> [Exercises]
**a)** In the article on Ravitch's budget plan, how many pages long is the lieutenant governor's proposal?
**b)** Summarize the article on Ravitch's budget plan in two sentences.
**c)** From the article on Ravitch's budget plan, please reproduce word for word the passage that opens with "Lt. Gov. Richard" and closes with "passed in full.".

Borrowing, financial control board and shifting fiscal year all meet resistance

David Freedlander

Wed, 24 Mar 2010 17:37:00

Lt. Gov. Richard Ravitch’s 14-page proposal to reform the state’s budgeting process has been shelved temporarily as all eyes focus on closing the yawning budget gap.

But once the Legislature and the governor agree on new spending reductions and revenue generators, the Ravitch plan could re-materialize, as officials find themselves unable to close the deficit without turning to borrowing.

The Paterson administration is likely to insist that any borrowing be done the Ravitch way, according to administration officials, with more restrictions so that any one-shots are filled in quicker and done with greater transparency.

If legislators and the governor agree on the need to borrow, the other pieces of the Ravitch plan will likely be back on the bargaining table.

Ravitch himself has urged the Assembly and Senate against splitting his plan, saying that it needs to be passed in full.

> [Information provided]
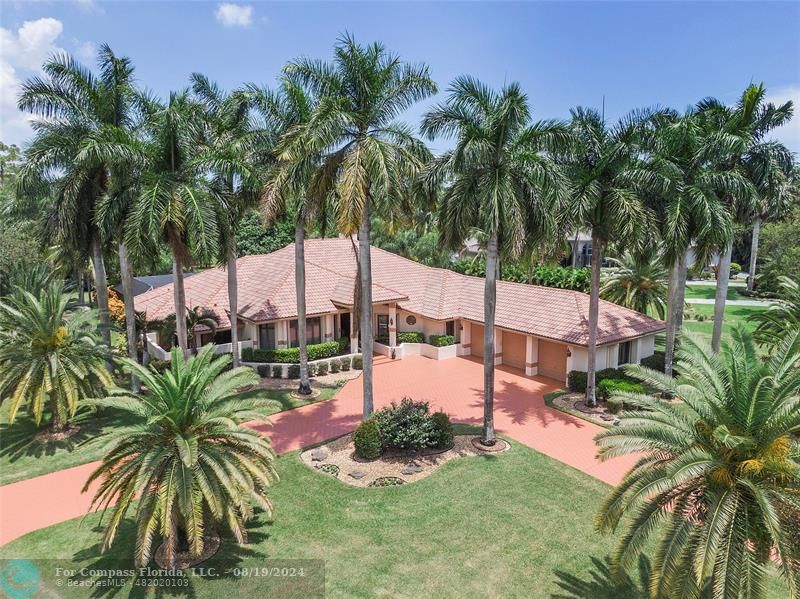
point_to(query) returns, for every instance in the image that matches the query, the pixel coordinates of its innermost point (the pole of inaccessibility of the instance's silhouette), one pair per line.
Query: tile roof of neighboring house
(267, 292)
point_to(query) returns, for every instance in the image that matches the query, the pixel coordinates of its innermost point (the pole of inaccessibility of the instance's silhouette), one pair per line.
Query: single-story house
(540, 330)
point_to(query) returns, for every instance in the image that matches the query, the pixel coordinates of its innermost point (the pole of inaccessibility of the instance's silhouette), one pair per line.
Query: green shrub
(442, 431)
(367, 440)
(656, 361)
(316, 351)
(607, 387)
(410, 337)
(577, 381)
(441, 340)
(407, 425)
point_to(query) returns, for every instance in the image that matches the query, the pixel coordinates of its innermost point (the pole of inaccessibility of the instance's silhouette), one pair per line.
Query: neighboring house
(148, 283)
(540, 330)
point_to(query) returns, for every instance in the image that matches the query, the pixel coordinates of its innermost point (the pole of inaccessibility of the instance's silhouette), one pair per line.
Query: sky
(564, 54)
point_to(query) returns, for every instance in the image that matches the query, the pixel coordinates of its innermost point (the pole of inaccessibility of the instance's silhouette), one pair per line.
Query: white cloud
(21, 54)
(789, 134)
(234, 15)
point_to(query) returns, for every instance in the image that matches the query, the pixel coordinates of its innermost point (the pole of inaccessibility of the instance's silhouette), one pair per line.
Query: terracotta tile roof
(267, 292)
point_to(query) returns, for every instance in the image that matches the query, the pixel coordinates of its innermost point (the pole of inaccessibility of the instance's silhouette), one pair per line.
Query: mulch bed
(337, 458)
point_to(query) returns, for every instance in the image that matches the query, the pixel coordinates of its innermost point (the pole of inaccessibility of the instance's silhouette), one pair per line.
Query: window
(624, 353)
(313, 331)
(266, 336)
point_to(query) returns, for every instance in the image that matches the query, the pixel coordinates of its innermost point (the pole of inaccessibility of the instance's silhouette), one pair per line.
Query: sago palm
(50, 356)
(717, 479)
(500, 179)
(186, 467)
(638, 283)
(368, 158)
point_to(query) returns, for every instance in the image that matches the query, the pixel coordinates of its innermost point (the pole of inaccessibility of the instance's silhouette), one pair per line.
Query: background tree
(500, 179)
(607, 180)
(187, 460)
(50, 357)
(368, 158)
(717, 478)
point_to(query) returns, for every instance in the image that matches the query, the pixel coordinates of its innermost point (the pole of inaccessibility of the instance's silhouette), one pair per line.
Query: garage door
(514, 349)
(553, 360)
(476, 339)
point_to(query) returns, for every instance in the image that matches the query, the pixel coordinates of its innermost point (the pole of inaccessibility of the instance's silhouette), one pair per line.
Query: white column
(532, 356)
(392, 325)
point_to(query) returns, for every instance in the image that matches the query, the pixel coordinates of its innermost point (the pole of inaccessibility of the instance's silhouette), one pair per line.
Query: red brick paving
(454, 386)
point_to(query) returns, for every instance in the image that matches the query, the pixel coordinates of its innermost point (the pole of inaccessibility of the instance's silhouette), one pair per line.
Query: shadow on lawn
(598, 583)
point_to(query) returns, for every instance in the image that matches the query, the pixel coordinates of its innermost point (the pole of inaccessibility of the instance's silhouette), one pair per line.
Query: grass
(22, 457)
(516, 524)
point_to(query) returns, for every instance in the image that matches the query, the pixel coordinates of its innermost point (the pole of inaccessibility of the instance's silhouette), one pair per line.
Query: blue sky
(634, 53)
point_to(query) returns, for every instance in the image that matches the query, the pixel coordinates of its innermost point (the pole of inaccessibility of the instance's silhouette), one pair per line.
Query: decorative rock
(411, 468)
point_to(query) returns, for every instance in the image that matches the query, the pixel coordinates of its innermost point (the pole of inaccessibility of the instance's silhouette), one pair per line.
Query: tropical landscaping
(117, 182)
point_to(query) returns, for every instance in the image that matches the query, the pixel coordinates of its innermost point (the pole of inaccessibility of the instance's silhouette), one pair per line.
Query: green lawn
(21, 457)
(517, 524)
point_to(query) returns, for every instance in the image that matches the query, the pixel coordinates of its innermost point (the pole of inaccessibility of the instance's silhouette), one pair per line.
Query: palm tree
(638, 282)
(78, 143)
(229, 154)
(607, 181)
(287, 190)
(368, 158)
(187, 460)
(716, 474)
(500, 179)
(175, 203)
(738, 147)
(780, 320)
(50, 357)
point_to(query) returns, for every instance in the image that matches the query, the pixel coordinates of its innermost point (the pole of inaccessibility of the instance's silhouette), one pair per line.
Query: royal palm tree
(717, 477)
(638, 282)
(607, 181)
(175, 204)
(368, 158)
(187, 460)
(79, 143)
(50, 355)
(287, 190)
(500, 179)
(737, 144)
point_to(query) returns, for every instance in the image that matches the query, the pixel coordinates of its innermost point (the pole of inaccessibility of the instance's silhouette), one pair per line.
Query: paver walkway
(454, 386)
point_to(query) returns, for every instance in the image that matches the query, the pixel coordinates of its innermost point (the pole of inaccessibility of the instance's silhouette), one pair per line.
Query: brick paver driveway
(455, 386)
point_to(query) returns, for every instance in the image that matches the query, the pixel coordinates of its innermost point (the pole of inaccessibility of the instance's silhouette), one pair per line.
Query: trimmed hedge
(441, 340)
(410, 337)
(316, 351)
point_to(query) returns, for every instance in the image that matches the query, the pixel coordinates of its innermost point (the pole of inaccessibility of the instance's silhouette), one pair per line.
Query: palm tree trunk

> [Results for each task]
**a)** 14 pages

**b)** Lt. Gov. Richard Ravitch's proposal to reform the state's budgeting process has been temporarily shelved while officials focus on closing the budget gap, but it could return if they find they must borrow to close the deficit. The Paterson administration is likely to insist that any borrowing follow the Ravitch approach, and Ravitch has urged the Assembly and Senate to pass his plan in full rather than split it.

**c)**
Lt. Gov. Richard Ravitch’s 14-page proposal to reform the state’s budgeting process has been shelved temporarily as all eyes focus on closing the yawning budget gap.

But once the Legislature and the governor agree on new spending reductions and revenue generators, the Ravitch plan could re-materialize, as officials find themselves unable to close the deficit without turning to borrowing.

The Paterson administration is likely to insist that any borrowing be done the Ravitch way, according to administration officials, with more restrictions so that any one-shots are filled in quicker and done with greater transparency.

If legislators and the governor agree on the need to borrow, the other pieces of the Ravitch plan will likely be back on the bargaining table.

Ravitch himself has urged the Assembly and Senate against splitting his plan, saying that it needs to be passed in full.